» **COMPLETE THE FOLLOWING**
1. In the travel account, give the passage from "The collective was" to "years of trying." again, swapping "workshop" for "seminar".
2. According to the travel account, how long did the writer spend in Montreal helping to found a collective?

» **EXTRACT**
+++

I took some pictures of some of the things I made there and put them on instagram: https://www.instagram.com/osmatterrearrangement/

I had to return to Ottawa, and suffered from some health concerns and injuries for some 2.5 months. Then I went to Montreal to help found a collective for about 1.5 months, got in touch with Echofab, offered to get the mini cnc lathes there working, but that's about it.

The collective was going very poorly, so I left to go to some gathering of old friends on sustainability, where I evangelized some re OSE.  Then I went to an interesting  collective in Quebec where I tried to contribute and improve my skills, learning some arduino C and algorithms.  I held an OSE workshop there which went down well.  

I at that point had decided I wanted to back to OSE and told my nearby friends as much. I was excited to see on the blog that the torch table was still recognized as important and fundamental, and a priority. But when I got back to Toronto it seemed clear to me that I would be doing the same thing I did two years ago, putting off getting a job and a life aside. Once was a good idea but I do not think my mental health could stand such deferrement again after two years of trying.

+++

» **DATA SECTION**
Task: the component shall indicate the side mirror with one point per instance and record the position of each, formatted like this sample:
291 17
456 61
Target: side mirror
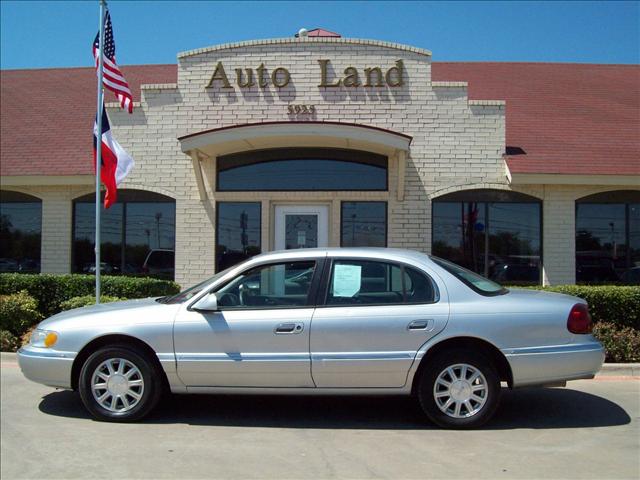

+++

» **PROBLEM SOLUTIONS**
1.
The collective was going very poorly, so I left to go to some gathering of old friends on sustainability, where I evangelized some re OSE.  Then I went to an interesting  collective in Quebec where I tried to contribute and improve my skills, learning some arduino C and algorithms.  I held an OSE seminar there which went down well.  

I at that point had decided I wanted to back to OSE and told my nearby friends as much. I was excited to see on the blog that the torch table was still recognized as important and fundamental, and a priority. But when I got back to Toronto it seemed clear to me that I would be doing the same thing I did two years ago, putting off getting a job and a life aside. Once was a good idea but I do not think my mental health could stand such deferrement again after two years of trying.

2. About 1.5 months.